PROVIDED TEXT

################

I do tend to focus on companies with at least a ten year history of annual dividend increases. This helps me identify companies that have been through at least one full economic cycle. 

Over the past week, there were seven companies which managed to increase dividends and have a ten year track record of annual dividend increases under their belt. The companies include:


Cummins Inc. (CMI) designs, manufactures, distributes, and services diesel and natural gas engines, electric and hybrid powertrains, and related components worldwide. It operates through five segments: Engine, Distribution, Components, Power Systems, and New Power.

The company increased quarterly dividends by 7% to $1.68/share. Cummins has increased the quarterly common stock dividend to shareholders for 14 consecutive years.

Over the past decade, this company has managed to increase dividends at an annualized rate of 12.90%.

The stock sells for 12.67 times forward earnings and yields 2.65%. Check my analysis of Cummins for more information about the company.


Duke Energy Corporation (DUK) operates as an energy company in the United States. It operates through two segments, Electric Utilities and Infrastructure (EU&I) and Gas Utilities and Infrastructure (GU&I).

The company increased quarterly dividends by 2% to $1.025/share. This is the 19th consecutive annual dividend increase for this dividend achiever. Over the past decade, this company has managed to increase dividends at an annualized rate of 2.80%.

The stock sells for 16.57 times forward earnings and has a dividend yield of 4.40%.


Enterprise Products Partners L.P. (EPD) provides midstream energy services to producers and consumers of natural gas, natural gas liquids (NGLs), crude oil, petrochemicals, and refined products. The company operates through four segments: NGL Pipelines & Services, Crude Oil Pipelines & Services.

The partnership hiked quarterly distributions by 2% to $0.50/share. This year marks the partnership’s 25th consecutive year of distribution growth for this newly minted dividend champion. Over the past decade, this company has managed to increase distributions at an annualized rate of 4%.

Enterprise Products Partners yields 7.57%.


The J. M. Smucker Company (SJM) manufactures and markets branded food and beverage products worldwide. It operates in three segments: U.S. Retail Pet Foods, U.S. Retail Coffee, and U.S. Retail Consumer Foods. 

The company increased quarterly dividends by 3.90% to $1.06/share. This is the 26th consecutive year of annual dividend increases for this dividend champion.

Over the past decade, this company has managed to increase dividends at an annualized rate of 7.20%.

The stock sells for 15.70 times forward earnings and has a dividend yield of 2.86%.


Marsh & McLennan Companies, Inc. (MMC) a professional services company, provides advice and solutions to clients in the areas of risk, strategy, and people worldwide. It operates in two segments, Risk and Insurance Services, and Consulting.

The company increased quarterly dividends by 20.30% to $0.71/share. This is the 17th consecutive annual dividend increase for this dividend achiever. Over the past decade, this company has managed to increase dividends at an annualized rate of 9.60%.

The stock sells for 24.45 times forward earnings and yields 1.52%


National Retail Properties (NNN) invests primarily in high-quality retail properties subject generally to long-term, net leases. As of March 31, 2023, the company owned 3,449 properties in 49 states with a gross leasable area of approximately 35.3 million square feet and with a weighted average remaining lease term of 10.3 years.

################

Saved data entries
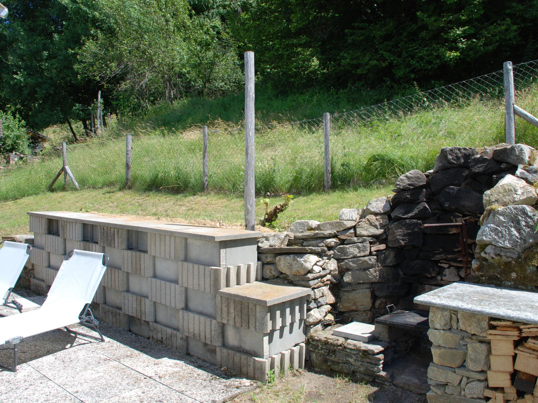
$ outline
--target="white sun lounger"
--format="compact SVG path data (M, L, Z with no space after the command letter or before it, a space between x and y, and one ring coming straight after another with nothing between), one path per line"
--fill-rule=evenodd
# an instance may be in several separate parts
M69 255L73 255L69 258ZM104 264L103 258L105 259ZM24 339L64 327L73 334L104 341L99 322L94 318L90 304L101 283L108 255L103 253L74 250L69 252L62 263L56 278L41 307L19 315L0 318L0 350L12 350L12 367L17 371L17 345ZM70 330L67 326L81 323L90 327L99 337ZM3 346L10 347L2 347Z
M9 241L0 242L0 244L2 243L4 246L0 249L0 298L8 293L2 305L22 312L23 306L15 299L10 301L9 297L28 261L32 245Z

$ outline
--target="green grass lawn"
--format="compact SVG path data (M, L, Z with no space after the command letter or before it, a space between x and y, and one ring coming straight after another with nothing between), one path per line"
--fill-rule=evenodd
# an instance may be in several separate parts
M391 188L373 187L296 196L291 206L281 214L279 226L285 228L299 219L320 221L338 219L341 208L363 207L372 198L391 194ZM279 197L271 198L270 205L274 205L281 200ZM242 195L176 195L105 188L48 192L0 203L0 235L28 233L26 212L47 211L128 214L223 227L244 225ZM263 217L265 211L261 198L257 198L257 219ZM261 227L258 229L271 231Z

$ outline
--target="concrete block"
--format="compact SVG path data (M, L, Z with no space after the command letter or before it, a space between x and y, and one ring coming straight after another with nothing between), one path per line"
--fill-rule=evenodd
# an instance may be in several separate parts
M123 292L105 287L104 301L107 305L121 310L123 306Z
M215 317L215 296L208 292L199 291L194 289L186 289L187 291L187 308L196 313Z
M60 267L62 265L62 263L65 258L65 255L56 255L54 253L51 253L49 254L48 265L53 269L58 270Z
M258 261L258 241L256 238L225 241L221 244L221 248L225 252L225 261L221 262L221 267Z
M224 259L221 256L221 243L196 238L187 239L186 258L181 259L205 266L224 267ZM224 252L223 250L223 252ZM242 263L248 263L243 262Z
M38 264L40 266L48 267L50 261L50 254L46 250L34 247L30 252L30 263Z
M150 292L148 297L152 301L178 310L183 309L187 302L184 287L157 277L150 278Z
M150 323L150 332L153 341L161 343L180 352L187 353L187 336L178 330L152 322Z
M101 285L118 291L126 291L129 290L127 273L110 266L107 268L101 283Z
M121 309L115 308L106 304L100 304L100 307L101 320L124 330L128 330L129 329L129 315L124 313Z
M155 258L145 252L124 249L121 251L122 270L146 277L155 276Z
M222 346L222 323L213 318L186 310L180 311L180 315L182 333L213 346Z
M185 238L150 232L147 253L150 255L172 260L185 260Z
M48 219L44 217L38 217L36 215L30 216L30 232L40 234L48 233Z
M147 297L150 295L150 278L129 273L128 284L130 292Z
M47 285L43 280L40 280L36 277L30 278L30 289L39 295L47 295L50 286Z
M73 249L77 249L76 248L74 248L73 249L69 249L67 247L67 242L69 242L68 240L66 240L66 249L67 249L68 252L69 250L72 250ZM87 250L88 252L97 252L97 253L105 253L104 249L105 247L102 245L100 245L98 243L96 243L95 242L88 242L84 241L81 241L79 242L79 248L81 250ZM108 254L107 254L108 255Z
M155 303L144 297L124 292L122 310L128 315L149 322L155 321Z
M31 218L31 217L30 217ZM46 234L40 234L38 232L34 233L34 244L33 247L39 248L40 249L45 249L45 238L47 237Z
M152 257L155 260L155 277L177 283L181 262L164 257Z
M193 357L196 357L214 365L221 366L217 355L217 349L220 348L219 347L188 336L187 337L187 352Z
M303 342L305 332L304 321L292 323L268 333L225 325L223 328L224 344L226 347L234 350L256 357L267 358Z
M129 316L129 331L145 339L149 339L151 335L150 325L151 322L136 316Z
M66 240L60 236L47 234L45 235L45 249L56 255L65 255Z
M49 227L50 230L50 227ZM82 222L71 221L60 221L60 236L66 239L73 241L82 241L84 239L84 227Z
M97 287L97 290L95 292L95 295L94 296L93 299L91 300L94 303L97 303L97 304L104 304L104 287L102 285L100 285Z
M182 330L180 323L180 311L159 303L155 303L155 321L161 325L175 329ZM183 332L185 334L185 332Z
M99 244L118 249L127 249L127 230L100 225Z

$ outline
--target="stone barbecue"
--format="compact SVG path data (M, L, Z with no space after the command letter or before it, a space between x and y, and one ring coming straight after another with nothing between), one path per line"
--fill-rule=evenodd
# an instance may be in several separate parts
M29 213L32 290L66 254L105 253L101 320L251 379L304 366L309 289L262 282L260 233L84 213Z

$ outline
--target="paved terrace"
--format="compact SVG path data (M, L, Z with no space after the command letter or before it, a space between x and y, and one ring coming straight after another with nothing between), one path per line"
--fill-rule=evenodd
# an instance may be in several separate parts
M38 308L45 297L26 292L20 293L25 300L17 298L23 312ZM0 315L13 314L0 307ZM63 330L25 340L17 372L0 369L0 403L222 402L257 383L111 325L101 328L104 343ZM0 352L0 362L12 363L12 352Z

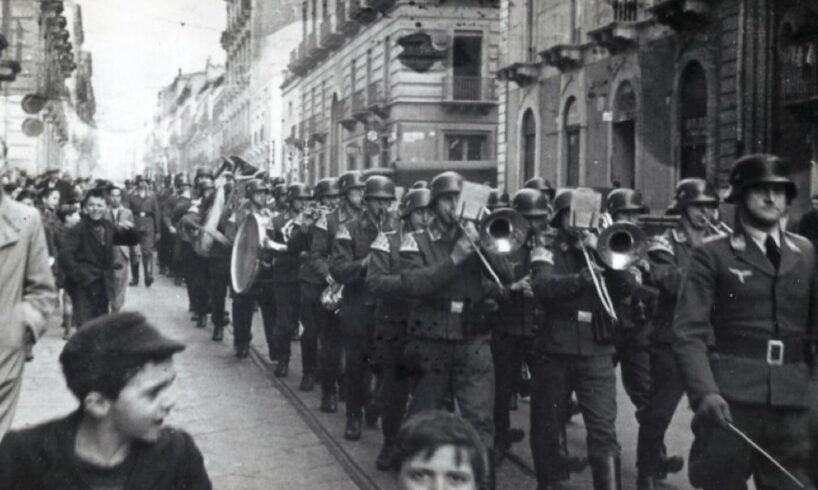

################

ASSIGNMENT 1
In the dividend increases text, what did Duke Energy raise its quarterly dividend to?
ASSIGNMENT 2
List every ticker symbol given in parentheses in the dividend increases text.
ASSIGNMENT 3
Please rewrite part of the dividend increases text with "Cummins" changed to "the engine maker". Begin at the words "The company increased quarterly dividends by 7%" and stop after "and Infrastructure (GU&I).".

EXERCISE RESPONSE 1
$1.025/share

EXERCISE RESPONSE 2
CMI, DUK, EPD, SJM, MMC, NNN

EXERCISE RESPONSE 3
The company increased quarterly dividends by 7% to $1.68/share. the engine maker has increased the quarterly common stock dividend to shareholders for 14 consecutive years.

Over the past decade, this company has managed to increase dividends at an annualized rate of 12.90%.

The stock sells for 12.67 times forward earnings and yields 2.65%. Check my analysis of the engine maker for more information about the company.


Duke Energy Corporation (DUK) operates as an energy company in the United States. It operates through two segments, Electric Utilities and Infrastructure (EU&I) and Gas Utilities and Infrastructure (GU&I).